Job: Show each line in the items below that contains the word "jersey".

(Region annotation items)
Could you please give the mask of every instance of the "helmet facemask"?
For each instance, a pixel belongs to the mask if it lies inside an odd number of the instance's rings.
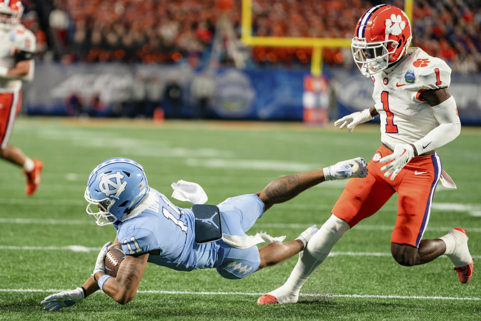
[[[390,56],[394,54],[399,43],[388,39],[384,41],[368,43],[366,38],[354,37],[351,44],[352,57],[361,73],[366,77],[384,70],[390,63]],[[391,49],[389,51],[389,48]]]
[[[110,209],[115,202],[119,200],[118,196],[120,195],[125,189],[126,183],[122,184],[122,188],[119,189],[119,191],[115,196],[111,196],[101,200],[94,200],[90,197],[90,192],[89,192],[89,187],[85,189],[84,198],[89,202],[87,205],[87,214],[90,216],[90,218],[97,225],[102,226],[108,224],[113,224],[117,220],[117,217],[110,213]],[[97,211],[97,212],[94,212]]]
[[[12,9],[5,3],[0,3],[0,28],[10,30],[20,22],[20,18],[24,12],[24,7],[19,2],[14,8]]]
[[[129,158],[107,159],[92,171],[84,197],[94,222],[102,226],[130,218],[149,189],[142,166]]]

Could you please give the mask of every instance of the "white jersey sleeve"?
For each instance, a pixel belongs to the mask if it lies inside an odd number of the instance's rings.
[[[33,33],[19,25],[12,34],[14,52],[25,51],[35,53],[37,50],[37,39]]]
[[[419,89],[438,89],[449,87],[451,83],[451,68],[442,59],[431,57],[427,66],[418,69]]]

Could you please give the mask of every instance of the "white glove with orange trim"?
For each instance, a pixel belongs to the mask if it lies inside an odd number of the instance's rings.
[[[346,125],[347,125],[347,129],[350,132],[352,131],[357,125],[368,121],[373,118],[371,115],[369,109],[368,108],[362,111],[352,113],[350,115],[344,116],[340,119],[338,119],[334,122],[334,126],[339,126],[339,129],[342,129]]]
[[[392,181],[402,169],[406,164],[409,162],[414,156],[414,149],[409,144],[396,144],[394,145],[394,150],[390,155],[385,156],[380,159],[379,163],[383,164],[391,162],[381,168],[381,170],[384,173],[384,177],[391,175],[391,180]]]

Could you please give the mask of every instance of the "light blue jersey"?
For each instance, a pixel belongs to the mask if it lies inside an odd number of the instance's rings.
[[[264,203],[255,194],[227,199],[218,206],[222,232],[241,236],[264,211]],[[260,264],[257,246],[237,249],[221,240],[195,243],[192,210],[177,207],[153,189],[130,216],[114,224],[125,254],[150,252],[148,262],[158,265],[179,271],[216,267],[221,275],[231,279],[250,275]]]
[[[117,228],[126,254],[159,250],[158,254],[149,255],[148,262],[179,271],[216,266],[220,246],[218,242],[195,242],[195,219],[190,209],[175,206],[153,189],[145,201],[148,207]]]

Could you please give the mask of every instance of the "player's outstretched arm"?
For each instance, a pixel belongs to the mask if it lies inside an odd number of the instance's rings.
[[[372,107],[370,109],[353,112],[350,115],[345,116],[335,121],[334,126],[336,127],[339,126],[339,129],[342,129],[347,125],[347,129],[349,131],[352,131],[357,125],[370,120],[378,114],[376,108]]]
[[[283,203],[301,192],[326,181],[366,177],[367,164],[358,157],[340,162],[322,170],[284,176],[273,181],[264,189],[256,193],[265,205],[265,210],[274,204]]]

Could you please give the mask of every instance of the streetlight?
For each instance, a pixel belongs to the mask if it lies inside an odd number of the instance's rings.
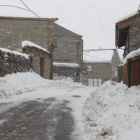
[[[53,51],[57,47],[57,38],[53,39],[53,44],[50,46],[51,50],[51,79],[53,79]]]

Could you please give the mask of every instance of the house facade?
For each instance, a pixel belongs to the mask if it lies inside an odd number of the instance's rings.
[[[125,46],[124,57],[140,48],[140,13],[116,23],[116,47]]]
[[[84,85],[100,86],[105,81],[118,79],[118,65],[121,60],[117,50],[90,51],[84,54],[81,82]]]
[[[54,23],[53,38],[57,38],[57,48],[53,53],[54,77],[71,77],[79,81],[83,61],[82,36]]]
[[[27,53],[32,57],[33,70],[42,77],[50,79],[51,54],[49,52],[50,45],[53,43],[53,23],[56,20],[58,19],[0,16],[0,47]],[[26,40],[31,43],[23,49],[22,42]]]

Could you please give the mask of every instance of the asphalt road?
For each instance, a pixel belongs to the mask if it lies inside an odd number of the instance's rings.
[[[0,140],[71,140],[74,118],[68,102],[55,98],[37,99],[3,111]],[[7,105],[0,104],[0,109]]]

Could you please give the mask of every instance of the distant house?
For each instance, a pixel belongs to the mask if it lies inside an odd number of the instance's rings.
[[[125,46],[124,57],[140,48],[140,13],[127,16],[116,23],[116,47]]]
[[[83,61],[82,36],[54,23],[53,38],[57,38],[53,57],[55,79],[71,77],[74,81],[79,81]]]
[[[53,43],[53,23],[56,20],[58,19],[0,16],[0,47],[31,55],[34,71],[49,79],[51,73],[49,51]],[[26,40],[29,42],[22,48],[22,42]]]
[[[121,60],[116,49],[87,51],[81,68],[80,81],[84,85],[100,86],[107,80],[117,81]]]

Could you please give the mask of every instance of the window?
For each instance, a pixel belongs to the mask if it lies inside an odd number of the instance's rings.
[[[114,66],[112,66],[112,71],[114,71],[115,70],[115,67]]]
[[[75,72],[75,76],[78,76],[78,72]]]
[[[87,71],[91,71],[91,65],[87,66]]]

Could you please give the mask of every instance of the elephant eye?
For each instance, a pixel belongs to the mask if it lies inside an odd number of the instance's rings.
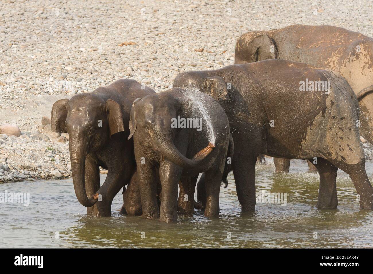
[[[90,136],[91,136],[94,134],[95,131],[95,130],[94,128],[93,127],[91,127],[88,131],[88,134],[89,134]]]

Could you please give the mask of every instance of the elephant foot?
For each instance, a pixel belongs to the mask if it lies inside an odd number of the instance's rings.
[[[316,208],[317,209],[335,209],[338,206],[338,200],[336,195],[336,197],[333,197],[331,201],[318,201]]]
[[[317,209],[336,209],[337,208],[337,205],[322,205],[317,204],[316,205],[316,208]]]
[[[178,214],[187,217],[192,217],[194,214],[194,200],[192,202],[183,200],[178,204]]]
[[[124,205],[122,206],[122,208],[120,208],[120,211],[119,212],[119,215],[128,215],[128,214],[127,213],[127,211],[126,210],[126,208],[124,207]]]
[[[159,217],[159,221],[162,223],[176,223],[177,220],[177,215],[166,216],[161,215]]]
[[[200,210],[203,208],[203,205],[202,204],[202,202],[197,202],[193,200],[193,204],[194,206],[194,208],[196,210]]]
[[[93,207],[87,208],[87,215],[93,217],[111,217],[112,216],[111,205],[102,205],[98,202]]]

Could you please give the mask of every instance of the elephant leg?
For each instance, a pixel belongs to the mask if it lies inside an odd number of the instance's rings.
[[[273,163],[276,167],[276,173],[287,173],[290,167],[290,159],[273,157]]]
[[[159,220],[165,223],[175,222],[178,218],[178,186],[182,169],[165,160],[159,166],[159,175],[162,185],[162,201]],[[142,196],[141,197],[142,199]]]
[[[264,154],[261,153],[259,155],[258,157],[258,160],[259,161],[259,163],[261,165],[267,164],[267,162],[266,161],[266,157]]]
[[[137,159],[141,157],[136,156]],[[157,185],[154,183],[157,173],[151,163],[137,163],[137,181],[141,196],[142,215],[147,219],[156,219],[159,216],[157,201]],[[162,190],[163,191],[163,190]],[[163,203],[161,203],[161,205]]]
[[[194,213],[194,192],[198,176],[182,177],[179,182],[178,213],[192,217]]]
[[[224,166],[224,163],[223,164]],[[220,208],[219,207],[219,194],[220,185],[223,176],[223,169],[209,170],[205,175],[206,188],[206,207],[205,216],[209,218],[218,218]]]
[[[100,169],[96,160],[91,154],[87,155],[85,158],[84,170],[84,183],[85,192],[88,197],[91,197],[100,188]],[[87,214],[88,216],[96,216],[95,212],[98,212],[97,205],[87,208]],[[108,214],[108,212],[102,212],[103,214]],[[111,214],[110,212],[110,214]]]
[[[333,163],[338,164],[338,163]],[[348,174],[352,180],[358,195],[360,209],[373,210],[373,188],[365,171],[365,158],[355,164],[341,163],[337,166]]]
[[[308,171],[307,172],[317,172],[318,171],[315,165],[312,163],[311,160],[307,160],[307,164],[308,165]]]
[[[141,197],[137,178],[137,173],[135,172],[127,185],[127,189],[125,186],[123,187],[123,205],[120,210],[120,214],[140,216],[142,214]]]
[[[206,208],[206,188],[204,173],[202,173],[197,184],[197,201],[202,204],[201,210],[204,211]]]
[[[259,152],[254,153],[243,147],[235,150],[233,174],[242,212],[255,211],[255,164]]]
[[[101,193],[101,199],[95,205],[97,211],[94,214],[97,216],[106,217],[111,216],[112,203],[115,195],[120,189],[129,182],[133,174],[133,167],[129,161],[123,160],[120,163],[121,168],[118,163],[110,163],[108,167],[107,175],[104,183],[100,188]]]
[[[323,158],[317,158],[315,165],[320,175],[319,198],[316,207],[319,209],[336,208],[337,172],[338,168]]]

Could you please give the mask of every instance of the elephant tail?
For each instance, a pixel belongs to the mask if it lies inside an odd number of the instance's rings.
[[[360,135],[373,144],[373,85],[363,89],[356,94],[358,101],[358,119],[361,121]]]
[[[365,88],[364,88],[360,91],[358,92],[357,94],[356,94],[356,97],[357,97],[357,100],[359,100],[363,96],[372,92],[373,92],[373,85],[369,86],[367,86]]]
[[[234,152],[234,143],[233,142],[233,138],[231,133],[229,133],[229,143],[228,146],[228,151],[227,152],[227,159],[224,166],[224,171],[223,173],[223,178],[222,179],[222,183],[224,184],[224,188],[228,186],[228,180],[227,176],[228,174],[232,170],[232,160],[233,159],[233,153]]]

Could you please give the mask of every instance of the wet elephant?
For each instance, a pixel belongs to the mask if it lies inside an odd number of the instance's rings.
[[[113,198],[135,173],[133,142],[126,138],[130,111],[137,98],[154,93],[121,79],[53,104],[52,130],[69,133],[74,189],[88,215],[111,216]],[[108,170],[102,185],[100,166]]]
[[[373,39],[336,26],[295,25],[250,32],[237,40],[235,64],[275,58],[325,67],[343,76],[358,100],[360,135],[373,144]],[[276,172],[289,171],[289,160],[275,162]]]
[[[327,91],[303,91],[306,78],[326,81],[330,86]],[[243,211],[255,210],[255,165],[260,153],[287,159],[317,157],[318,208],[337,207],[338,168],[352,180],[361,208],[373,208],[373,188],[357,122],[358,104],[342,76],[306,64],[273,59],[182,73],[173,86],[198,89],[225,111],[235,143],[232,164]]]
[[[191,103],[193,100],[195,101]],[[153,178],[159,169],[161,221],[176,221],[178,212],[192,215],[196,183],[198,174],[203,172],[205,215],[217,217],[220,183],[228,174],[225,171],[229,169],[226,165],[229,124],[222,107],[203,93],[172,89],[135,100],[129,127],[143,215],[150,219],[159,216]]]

---

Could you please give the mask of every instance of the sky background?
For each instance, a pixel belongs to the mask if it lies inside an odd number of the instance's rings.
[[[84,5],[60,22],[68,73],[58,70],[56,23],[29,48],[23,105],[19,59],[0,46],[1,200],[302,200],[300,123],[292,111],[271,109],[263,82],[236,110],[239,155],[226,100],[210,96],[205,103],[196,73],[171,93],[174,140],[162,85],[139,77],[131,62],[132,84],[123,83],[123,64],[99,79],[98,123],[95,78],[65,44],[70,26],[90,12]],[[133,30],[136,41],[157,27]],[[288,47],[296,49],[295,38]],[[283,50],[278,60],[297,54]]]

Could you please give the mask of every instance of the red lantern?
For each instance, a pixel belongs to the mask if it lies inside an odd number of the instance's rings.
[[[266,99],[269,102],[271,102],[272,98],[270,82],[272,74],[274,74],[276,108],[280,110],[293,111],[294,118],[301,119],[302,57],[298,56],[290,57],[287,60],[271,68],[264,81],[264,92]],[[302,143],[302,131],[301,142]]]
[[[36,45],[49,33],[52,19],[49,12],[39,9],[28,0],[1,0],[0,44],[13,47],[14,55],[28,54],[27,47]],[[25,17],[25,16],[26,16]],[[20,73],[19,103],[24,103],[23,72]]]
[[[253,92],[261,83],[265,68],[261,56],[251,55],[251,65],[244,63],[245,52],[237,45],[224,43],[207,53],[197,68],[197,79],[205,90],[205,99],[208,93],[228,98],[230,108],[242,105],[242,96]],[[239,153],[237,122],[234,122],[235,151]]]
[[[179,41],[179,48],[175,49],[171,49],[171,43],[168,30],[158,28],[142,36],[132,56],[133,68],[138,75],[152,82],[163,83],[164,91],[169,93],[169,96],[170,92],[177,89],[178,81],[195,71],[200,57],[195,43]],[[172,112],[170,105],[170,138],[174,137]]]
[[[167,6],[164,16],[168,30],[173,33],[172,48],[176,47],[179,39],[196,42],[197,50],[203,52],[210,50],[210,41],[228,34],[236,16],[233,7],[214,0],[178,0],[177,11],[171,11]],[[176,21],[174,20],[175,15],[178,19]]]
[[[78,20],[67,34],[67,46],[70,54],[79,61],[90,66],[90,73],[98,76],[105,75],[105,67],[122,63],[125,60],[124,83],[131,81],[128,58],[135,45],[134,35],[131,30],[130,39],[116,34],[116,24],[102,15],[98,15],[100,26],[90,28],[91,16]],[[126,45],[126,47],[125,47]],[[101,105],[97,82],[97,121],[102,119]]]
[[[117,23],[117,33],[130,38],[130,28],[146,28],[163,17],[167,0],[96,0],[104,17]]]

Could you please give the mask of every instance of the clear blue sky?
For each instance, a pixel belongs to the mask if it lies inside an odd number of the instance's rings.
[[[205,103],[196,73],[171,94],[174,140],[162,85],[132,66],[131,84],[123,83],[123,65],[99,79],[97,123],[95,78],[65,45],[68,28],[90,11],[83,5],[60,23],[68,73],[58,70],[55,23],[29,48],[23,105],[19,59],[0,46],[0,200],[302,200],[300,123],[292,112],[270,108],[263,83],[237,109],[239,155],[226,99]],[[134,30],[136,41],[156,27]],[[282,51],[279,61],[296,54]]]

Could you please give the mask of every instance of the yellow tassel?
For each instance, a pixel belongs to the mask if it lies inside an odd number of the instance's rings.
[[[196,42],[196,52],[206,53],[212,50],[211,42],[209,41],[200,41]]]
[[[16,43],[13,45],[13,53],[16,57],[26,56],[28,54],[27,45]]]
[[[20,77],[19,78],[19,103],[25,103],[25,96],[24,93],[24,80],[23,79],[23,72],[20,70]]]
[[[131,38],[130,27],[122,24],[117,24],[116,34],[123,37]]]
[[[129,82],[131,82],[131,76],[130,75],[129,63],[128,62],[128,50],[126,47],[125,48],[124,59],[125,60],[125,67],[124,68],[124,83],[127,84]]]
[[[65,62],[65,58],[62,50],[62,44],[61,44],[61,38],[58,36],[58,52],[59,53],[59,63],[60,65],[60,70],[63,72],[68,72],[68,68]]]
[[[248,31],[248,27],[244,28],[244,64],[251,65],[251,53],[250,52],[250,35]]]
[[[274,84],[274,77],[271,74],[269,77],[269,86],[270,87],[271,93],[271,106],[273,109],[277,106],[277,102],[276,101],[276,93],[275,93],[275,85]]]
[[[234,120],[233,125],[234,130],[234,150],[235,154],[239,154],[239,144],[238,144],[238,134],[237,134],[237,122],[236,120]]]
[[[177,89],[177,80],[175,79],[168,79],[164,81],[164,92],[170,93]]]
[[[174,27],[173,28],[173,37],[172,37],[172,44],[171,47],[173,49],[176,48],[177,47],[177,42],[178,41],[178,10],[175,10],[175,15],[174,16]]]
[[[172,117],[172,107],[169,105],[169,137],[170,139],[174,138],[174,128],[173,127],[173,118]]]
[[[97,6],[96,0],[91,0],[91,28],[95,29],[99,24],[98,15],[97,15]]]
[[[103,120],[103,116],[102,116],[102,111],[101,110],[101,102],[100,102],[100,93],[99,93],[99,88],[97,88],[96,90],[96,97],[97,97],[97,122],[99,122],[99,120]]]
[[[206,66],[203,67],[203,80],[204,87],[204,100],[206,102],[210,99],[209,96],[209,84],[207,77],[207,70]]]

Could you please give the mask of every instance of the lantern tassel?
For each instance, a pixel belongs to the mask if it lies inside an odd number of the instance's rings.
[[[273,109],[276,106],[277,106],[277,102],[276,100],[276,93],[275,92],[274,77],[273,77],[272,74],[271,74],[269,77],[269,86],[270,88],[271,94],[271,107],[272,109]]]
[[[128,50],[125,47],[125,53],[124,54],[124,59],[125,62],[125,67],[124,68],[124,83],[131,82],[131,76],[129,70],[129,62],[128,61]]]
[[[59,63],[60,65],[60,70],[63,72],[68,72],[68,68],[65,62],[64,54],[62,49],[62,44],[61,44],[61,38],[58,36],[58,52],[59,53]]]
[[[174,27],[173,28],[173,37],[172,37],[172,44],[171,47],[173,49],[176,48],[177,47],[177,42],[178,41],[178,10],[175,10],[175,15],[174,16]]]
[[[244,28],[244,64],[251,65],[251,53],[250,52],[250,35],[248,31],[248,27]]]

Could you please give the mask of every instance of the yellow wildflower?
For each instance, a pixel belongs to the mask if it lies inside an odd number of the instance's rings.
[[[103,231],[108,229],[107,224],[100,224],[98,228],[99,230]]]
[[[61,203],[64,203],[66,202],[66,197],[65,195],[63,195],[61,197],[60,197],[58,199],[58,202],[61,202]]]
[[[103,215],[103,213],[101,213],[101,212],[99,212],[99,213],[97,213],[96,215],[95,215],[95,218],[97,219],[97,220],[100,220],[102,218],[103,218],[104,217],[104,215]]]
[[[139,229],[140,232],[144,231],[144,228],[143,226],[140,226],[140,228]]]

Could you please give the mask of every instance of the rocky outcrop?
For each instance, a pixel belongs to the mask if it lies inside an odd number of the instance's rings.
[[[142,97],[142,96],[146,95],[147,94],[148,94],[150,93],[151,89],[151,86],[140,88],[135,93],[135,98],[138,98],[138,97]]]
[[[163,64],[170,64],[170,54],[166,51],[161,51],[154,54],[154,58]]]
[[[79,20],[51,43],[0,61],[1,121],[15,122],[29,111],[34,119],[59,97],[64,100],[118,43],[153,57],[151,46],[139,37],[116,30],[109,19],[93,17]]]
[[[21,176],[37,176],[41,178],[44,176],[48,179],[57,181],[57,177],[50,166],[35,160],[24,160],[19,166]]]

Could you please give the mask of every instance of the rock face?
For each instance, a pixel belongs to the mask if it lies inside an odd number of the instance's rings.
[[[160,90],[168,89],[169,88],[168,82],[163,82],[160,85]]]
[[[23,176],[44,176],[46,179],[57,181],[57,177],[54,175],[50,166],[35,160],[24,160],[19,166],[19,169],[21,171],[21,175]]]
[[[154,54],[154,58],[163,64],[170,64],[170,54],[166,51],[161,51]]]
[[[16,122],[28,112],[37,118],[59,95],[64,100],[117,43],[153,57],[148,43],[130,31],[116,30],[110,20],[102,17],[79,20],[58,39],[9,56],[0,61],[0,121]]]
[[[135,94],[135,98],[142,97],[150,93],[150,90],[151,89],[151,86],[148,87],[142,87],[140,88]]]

==

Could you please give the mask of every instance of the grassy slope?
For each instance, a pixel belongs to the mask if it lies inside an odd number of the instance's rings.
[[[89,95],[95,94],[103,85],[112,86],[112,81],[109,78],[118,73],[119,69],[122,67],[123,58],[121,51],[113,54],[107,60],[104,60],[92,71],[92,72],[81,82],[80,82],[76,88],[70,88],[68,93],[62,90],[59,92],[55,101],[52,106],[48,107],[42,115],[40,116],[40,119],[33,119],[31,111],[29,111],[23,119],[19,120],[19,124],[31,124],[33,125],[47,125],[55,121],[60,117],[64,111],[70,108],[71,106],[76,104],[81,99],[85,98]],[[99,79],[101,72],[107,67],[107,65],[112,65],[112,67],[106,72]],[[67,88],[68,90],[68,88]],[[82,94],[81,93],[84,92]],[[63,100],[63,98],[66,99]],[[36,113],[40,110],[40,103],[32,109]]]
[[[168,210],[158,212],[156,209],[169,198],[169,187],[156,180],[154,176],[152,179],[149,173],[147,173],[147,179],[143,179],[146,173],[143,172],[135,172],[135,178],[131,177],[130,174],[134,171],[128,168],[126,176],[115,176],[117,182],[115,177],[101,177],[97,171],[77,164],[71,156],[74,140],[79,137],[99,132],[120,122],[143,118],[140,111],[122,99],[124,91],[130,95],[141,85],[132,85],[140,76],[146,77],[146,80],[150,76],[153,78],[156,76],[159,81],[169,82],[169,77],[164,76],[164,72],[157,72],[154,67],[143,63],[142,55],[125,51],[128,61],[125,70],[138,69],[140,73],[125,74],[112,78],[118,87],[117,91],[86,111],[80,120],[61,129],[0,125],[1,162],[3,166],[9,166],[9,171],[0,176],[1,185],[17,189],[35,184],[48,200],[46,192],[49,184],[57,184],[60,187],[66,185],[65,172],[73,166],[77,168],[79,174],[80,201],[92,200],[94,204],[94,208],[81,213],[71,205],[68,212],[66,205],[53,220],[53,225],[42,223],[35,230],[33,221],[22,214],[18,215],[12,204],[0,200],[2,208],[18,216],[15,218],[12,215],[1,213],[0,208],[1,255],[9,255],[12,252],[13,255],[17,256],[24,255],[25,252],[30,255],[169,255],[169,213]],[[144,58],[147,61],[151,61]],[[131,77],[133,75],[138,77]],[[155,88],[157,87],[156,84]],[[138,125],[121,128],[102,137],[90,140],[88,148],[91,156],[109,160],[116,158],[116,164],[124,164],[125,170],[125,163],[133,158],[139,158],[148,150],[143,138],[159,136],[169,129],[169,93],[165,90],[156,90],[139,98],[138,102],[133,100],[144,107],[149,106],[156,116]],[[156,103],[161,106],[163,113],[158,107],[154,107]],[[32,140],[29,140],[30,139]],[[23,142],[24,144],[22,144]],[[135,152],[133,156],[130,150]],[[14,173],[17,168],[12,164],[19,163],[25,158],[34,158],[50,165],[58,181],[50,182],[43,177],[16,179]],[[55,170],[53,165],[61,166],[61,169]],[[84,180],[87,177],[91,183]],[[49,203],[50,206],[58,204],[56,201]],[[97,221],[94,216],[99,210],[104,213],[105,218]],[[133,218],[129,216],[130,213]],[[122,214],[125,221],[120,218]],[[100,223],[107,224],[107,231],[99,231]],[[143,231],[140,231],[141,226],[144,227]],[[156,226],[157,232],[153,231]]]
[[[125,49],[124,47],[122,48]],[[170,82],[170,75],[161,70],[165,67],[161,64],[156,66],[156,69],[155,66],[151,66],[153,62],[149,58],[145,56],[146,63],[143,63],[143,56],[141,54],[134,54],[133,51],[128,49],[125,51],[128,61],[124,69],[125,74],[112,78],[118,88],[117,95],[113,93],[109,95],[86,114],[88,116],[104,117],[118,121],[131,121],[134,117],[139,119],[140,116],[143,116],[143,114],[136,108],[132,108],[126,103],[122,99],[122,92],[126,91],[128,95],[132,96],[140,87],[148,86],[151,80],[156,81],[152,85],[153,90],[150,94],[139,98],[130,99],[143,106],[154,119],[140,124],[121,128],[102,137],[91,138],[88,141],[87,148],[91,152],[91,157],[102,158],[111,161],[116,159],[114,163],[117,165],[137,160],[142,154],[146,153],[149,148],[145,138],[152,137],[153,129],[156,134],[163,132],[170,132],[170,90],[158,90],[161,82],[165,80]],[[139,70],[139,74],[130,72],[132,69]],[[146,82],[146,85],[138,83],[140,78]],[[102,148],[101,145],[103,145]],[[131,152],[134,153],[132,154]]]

Reply:
Could you please give the mask of every instance of the "white jersey sleeve"?
Could you please give the mask of every instance of the "light blue jersey"?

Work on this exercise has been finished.